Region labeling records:
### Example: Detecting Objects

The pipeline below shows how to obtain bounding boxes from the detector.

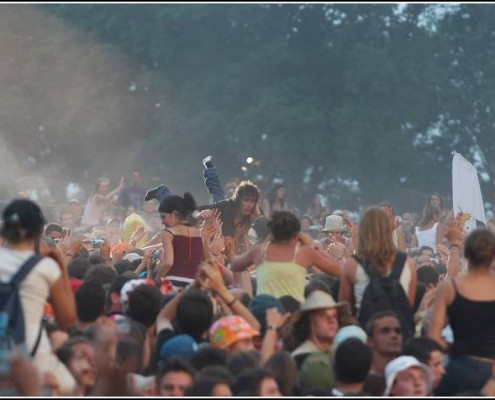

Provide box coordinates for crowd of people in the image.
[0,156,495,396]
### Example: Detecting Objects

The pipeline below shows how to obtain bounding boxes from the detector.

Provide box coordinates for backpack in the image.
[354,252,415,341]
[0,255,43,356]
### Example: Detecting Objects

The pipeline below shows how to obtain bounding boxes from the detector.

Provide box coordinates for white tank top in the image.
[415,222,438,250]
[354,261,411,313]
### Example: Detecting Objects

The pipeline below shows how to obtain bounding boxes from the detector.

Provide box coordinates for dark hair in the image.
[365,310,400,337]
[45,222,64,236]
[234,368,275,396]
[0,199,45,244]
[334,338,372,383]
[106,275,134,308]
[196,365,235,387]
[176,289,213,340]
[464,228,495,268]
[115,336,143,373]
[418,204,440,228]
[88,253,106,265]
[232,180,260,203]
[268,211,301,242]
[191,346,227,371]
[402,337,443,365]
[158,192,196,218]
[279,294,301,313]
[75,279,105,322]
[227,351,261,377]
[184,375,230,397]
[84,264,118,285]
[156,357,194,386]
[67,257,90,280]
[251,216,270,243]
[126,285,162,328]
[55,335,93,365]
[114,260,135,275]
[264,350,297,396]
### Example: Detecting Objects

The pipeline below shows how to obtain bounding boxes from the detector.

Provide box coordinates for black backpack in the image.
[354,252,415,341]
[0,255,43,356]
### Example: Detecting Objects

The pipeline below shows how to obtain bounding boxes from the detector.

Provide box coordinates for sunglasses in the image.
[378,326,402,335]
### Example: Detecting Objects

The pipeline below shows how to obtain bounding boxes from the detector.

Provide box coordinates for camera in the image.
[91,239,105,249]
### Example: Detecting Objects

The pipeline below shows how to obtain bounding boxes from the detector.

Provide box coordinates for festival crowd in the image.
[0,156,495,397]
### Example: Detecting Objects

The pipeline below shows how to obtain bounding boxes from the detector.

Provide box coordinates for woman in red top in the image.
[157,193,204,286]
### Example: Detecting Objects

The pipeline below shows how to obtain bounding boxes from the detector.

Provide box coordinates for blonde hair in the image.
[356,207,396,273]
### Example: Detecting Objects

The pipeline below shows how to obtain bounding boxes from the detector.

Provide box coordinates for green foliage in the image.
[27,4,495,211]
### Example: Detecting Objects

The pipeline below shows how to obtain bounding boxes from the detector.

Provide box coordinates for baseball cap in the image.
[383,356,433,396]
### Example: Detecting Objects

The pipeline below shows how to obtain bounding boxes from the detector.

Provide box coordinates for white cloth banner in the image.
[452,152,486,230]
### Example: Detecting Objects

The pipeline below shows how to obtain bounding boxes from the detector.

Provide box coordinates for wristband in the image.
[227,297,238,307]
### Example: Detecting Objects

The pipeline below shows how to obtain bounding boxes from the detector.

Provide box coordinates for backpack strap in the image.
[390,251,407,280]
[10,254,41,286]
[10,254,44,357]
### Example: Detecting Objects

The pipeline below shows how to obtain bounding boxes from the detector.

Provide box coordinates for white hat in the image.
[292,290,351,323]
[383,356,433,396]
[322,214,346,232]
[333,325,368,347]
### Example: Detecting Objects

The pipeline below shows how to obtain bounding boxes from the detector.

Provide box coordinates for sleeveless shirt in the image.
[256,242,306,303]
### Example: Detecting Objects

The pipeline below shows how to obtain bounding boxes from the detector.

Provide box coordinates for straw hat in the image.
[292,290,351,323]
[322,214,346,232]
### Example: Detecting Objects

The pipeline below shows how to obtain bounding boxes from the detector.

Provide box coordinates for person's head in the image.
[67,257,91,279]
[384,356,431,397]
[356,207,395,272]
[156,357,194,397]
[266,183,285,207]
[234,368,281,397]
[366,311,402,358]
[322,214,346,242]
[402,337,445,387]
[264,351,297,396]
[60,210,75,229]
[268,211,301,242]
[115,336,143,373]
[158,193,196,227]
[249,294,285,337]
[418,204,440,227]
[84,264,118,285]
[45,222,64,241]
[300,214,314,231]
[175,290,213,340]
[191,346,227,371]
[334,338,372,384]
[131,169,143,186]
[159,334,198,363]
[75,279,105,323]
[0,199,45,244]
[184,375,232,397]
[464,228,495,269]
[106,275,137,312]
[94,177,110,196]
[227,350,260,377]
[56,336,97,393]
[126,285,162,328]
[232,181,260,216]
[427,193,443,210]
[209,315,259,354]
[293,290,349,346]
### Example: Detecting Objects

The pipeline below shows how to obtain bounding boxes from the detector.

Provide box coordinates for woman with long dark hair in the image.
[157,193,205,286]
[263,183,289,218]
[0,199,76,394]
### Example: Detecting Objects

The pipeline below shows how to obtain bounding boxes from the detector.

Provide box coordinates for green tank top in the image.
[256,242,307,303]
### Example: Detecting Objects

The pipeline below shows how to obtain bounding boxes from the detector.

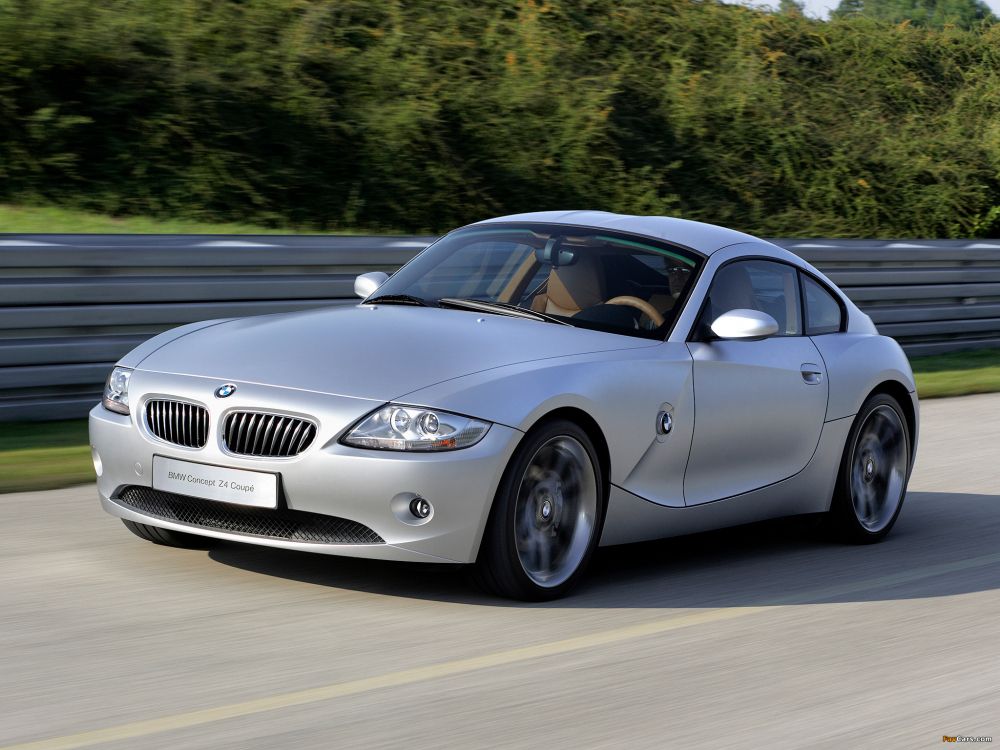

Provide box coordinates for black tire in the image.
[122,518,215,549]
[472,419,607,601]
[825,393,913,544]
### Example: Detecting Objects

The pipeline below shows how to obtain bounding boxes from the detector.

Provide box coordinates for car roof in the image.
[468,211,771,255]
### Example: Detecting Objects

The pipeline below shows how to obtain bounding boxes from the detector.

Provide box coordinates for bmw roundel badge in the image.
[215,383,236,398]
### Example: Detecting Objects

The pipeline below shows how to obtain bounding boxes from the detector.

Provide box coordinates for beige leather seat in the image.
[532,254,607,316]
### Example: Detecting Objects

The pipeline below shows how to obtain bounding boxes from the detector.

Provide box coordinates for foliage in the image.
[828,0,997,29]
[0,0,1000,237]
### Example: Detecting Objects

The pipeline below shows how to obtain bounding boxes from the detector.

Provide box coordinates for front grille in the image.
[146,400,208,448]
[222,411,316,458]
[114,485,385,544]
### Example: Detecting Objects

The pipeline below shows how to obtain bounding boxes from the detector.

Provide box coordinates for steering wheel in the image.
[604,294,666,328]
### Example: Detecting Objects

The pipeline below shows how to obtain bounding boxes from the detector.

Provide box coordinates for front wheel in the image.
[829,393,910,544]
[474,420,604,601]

* * *

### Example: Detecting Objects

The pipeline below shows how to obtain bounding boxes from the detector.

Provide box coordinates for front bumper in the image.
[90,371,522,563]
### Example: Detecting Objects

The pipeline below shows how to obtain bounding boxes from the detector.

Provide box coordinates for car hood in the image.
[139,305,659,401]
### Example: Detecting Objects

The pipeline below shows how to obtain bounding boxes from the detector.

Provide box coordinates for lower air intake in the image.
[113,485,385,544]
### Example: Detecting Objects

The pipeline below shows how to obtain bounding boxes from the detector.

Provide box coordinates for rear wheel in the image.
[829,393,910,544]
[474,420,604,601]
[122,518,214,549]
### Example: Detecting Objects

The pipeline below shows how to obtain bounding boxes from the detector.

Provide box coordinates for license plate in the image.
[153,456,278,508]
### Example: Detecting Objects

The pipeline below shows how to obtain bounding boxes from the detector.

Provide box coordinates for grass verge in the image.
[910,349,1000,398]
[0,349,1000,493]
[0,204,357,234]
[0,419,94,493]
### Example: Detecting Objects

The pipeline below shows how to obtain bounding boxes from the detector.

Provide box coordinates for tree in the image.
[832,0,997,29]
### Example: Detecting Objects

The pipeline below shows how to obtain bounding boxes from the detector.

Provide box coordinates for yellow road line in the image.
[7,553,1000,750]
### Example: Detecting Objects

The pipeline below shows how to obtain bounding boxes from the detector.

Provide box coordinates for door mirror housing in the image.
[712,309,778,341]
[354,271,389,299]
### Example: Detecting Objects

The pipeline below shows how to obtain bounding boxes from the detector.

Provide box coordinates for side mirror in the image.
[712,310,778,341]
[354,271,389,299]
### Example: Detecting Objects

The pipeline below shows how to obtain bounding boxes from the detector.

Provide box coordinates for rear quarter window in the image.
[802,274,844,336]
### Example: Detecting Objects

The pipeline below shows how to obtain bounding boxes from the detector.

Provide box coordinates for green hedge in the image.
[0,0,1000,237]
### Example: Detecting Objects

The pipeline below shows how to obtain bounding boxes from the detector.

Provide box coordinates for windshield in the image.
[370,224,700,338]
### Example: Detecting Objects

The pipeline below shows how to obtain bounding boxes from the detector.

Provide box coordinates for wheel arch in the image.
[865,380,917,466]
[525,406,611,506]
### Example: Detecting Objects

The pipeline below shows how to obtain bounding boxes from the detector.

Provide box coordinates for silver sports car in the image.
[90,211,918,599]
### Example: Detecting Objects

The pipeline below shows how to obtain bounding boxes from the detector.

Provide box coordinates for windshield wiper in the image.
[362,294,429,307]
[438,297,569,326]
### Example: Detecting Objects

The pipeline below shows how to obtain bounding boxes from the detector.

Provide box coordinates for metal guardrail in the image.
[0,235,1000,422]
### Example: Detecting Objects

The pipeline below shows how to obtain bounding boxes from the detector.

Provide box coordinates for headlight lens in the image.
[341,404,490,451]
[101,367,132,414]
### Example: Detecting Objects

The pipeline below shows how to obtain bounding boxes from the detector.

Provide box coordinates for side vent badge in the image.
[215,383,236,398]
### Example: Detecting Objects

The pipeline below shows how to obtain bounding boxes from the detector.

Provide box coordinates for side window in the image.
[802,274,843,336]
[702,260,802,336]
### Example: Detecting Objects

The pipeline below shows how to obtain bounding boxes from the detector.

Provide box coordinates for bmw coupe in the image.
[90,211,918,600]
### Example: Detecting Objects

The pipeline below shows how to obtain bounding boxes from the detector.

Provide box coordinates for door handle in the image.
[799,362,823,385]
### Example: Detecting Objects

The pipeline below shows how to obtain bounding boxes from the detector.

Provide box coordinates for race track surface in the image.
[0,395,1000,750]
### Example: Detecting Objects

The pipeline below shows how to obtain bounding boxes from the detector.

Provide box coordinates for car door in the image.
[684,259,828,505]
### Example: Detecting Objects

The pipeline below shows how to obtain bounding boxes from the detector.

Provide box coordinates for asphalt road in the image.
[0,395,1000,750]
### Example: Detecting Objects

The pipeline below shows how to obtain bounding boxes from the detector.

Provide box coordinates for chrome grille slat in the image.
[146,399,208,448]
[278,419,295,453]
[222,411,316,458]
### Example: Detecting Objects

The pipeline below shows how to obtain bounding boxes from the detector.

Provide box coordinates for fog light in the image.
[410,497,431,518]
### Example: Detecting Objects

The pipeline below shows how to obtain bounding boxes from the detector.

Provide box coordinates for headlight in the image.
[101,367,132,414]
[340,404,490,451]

* * *

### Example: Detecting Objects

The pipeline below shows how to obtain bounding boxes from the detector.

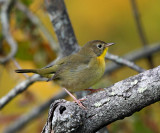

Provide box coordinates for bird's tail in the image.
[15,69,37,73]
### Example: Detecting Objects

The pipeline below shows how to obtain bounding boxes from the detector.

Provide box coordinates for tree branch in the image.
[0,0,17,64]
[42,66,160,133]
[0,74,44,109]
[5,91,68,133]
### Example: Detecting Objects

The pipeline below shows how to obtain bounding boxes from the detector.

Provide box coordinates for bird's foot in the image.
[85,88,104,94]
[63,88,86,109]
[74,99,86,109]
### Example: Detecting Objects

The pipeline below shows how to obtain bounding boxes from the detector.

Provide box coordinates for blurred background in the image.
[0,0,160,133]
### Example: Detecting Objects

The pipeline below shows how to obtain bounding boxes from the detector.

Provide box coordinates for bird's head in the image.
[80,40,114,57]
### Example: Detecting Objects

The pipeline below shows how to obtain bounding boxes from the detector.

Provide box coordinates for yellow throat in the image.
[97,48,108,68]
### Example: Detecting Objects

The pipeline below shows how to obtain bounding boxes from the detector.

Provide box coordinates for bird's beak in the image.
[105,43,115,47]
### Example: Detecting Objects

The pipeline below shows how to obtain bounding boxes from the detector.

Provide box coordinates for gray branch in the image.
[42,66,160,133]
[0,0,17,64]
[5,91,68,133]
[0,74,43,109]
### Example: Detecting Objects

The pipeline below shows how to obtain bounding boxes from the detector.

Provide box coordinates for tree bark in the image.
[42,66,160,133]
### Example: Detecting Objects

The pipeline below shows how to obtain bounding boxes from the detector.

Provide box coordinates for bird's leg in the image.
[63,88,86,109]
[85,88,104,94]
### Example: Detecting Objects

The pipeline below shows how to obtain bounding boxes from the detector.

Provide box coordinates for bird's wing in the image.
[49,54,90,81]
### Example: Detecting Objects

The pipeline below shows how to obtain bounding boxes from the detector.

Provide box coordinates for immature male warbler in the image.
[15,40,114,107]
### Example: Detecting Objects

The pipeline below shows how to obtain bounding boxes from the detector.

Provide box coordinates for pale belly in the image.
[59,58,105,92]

• **Directions**
Count the lines in the items above that contain the string "mirror", treating uppercase and lowercase as distinct. Reply with the number alone.

• **Response to the task**
2